> **Set task 1**:
Quote the moss wall forum thread between "## Troy McClure" and "with thicker glass/acrylic.", inclusive.
> **Set task 2**:
In the moss wall forum thread, what did Wasserpest use in place of window screening?
> **Set task 3**:
Write the next part of the moss wall forum thread, picking up after its final sentence.

> **Given passage**:
After trying to get what I felt was pretty good coverage over the whole surface, I used a few feet of the monofilament line weaved in and out of the wall to close it up. Keep the line tight to keep the screening against the mesh, but not so tight that it bends the mesh. There was no really pattern to where I went in and out on the grids. I went down one side, across the bottom, then zigzagged through the middle and finished across the top.









The knot on the backside of the grid pulling the two ends of the monofilament line together.









I need to pick up another package of those magnets, hence I'm using my FloatMag to hold the back magnets, but you can see how I've been able to keep the moss wall completely flush against the glass. This is exactly what I wanted.









In hindsight, the bottom didn't go as far below the substrate line as I has thought. It's not a big deal since most of that bottom gap will be covered by other plants and the moss will eventually creep down that way.









Next will be the xmass moss wall on the opposite side, but the moss won't arrive for a few days. I might also cover the filter intake pipe in moss ala-Shalu since the light blue of the XP1 filter really sticks out. So for now...we wait!


----------



## Troy McClure (Feb 22, 2004)

Safado -
Thanks for the kind words.

With the thickness of the glass, the rigid mesh, and the silicone, these don't "snap" together anymore. There shouldn't be a problem using these with acrylic, however I usually err on the side of caution. These small magnets work very very well for a 10gal, however the larger ones may be needed for larger tanks with thicker glass/acrylic.

Also, I've used java moss on this first wall simply because I have a ton of it floating in the 85gal. I'll be getting some xmas moss early this coming week and will make the other side's moss wall out of that. Whichever I like best, I'll duplicate it on the other side. My guess is that the xmas moss will turn out the best. I don't know of any other issues with java moss. It's just a moss with a slightly different color and structure from the others. While slow, it seems to grow well in my tanks, which is just fine with me.


----------



## Wasserpest (Jun 12, 2003)

I have done something very similar in my 10gal. Instead of the window screening, I used a double layer of the plastic grid from WM. I used clear (sort of transparent) grid, which doesn't really matter, black or green or what, it will be covered up soon enough. Instead of suckers or magnets, I cut it to the size of the back, and pushed it a little into the substrate and underneath the tank rim. 

First attempt with Java moss worked, but the way Java moss grows it wasn't too nice. So I took it out and replaced it with Christmas moss, which looked much better and is easier to keep neat. Java moss needs a haircut weekly...

After a while I got bored with the solid green background (it went against the "Mountainscape" theme...) and I took it out. I left some moss in the back, and by now I have my solid green Christmas moss wall back, without any support... I just trim it and it stays in place, held by some Windelov ferns that grow in front of it.

> **Stored records**:
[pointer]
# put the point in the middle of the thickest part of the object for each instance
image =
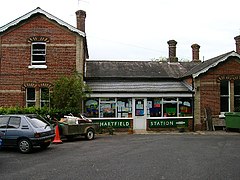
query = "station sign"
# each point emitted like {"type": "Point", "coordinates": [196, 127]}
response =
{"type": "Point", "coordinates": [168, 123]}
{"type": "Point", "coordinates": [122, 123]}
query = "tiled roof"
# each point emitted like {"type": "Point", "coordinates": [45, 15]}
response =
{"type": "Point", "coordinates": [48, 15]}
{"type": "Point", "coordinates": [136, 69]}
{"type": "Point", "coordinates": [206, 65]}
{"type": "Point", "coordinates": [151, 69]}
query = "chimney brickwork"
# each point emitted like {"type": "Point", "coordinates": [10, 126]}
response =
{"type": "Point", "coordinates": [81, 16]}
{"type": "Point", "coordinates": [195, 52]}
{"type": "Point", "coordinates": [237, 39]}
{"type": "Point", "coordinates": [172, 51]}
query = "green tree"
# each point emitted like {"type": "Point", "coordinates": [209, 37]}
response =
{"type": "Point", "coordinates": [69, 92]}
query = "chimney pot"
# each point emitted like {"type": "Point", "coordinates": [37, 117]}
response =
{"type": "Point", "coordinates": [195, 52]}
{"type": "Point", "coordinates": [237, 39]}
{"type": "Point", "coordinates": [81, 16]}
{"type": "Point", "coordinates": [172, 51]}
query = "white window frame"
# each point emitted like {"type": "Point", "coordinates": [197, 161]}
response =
==
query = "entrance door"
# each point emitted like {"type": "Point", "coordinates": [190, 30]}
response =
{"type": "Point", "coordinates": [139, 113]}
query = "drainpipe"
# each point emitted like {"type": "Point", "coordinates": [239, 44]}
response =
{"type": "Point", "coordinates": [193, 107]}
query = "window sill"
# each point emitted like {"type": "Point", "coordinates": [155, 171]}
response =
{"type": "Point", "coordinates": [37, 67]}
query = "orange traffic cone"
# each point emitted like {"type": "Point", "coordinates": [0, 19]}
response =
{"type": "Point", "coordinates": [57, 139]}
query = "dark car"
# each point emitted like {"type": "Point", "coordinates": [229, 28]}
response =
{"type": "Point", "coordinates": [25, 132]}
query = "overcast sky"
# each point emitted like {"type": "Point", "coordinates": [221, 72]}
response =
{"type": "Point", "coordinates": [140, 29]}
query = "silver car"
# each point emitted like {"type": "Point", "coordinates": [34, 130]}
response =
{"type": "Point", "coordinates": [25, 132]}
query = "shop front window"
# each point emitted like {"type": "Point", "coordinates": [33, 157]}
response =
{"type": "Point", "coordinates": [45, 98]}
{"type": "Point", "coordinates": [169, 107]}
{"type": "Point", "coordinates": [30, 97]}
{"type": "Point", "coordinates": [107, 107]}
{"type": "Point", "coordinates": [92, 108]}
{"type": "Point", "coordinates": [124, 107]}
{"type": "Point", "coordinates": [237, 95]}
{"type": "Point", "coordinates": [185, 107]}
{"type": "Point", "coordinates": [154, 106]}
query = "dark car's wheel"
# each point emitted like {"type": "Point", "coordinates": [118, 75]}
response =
...
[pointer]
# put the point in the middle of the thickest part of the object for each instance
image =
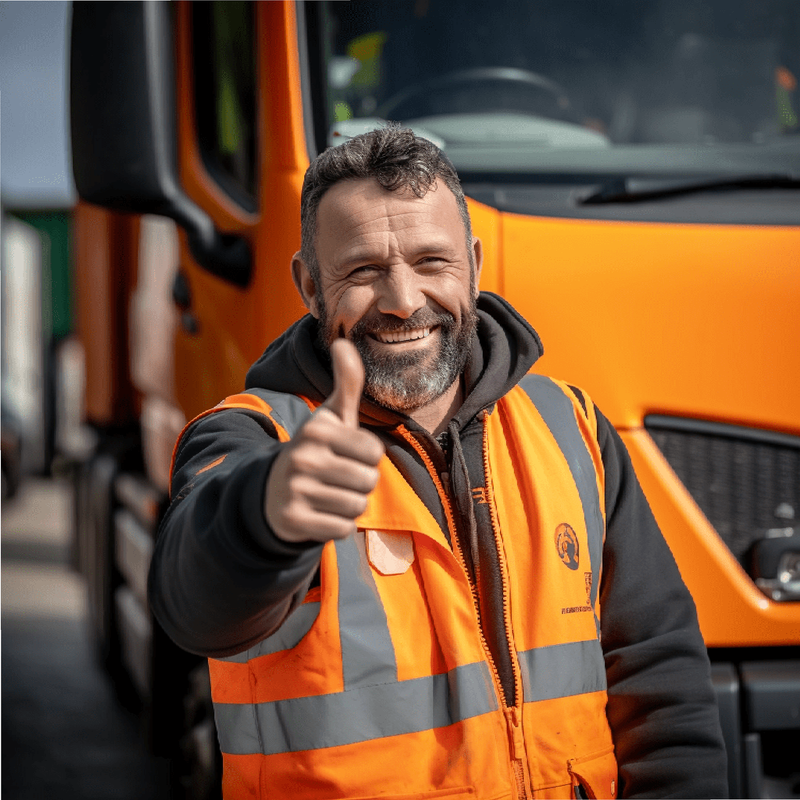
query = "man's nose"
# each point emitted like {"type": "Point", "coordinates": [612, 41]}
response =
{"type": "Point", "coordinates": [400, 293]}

> **Written response 1**:
## Troy McClure (Feb 22, 2004)

Safado -
Thanks for the kind words.

With the thickness of the glass, the rigid mesh, and the silicone, these don't "snap" together anymore. There shouldn't be a problem using these with acrylic, however I usually err on the side of caution. These small magnets work very very well for a 10gal, however the larger ones may be needed for larger tanks with thicker glass/acrylic.

> **Written response 2**:
A double layer of the plastic grid from WM.

> **Written response 3**:
The pic in my sig doesn't represent how it looks currently... need to update some day :fish:


----------



## shalu (Jan 16, 2003)

This wall will grow out fine roud: I just realized the magnets don't work as well on the sides as on the back wall: the outside magnets are a bit visual distraction.


----------



## Troy McClure (Feb 22, 2004)

Only slightly...keep in mind the magnets I used are only 5/8" in diameter and maybe 3/16" thick. With the larger magnets, yes I could see this as being a bit of a distraction.


----------



## figgy (Feb 27, 2005)

"Hey now. Thats a sick and old stereotype. Time to euthanize it. Dont blame yourself for not knowing something just because your a girl."

"Can you say "Tongue in Cheek"? :hihi: 

Figgygirl


----------



## Troy McClure (Feb 22, 2004)

Mini-update:

The java moss is starting to peek through the screening, so that's going well. Magnets are holding fast.

And just to clarify - Is dried KrazyGlue safe to have exposed to the water? How long will it keeps it's holding power? Also, does anybody think that it's unnecessary to cover the magnets with silicone? I'm asking because I'd like to make the walls out of black mesh and waiting for the silicone to dry takes a while, plus it doesn't do a great job of holding the screen to the mesh. It holds it down, but it's not very strong.

Also, my current DIY project is making some plant "breeder" boxes to make use of empty space in the 85gal. I have a couple compartments in each box for various mosses, HC, riccia, etc. I'll take some pictures later on.


----------



## motard (Jan 16, 2005)

those of you with completed or in progress moss walls, can yall post a picture of it? :icon_bigg


----------



## Momotaro (Feb 21, 2003)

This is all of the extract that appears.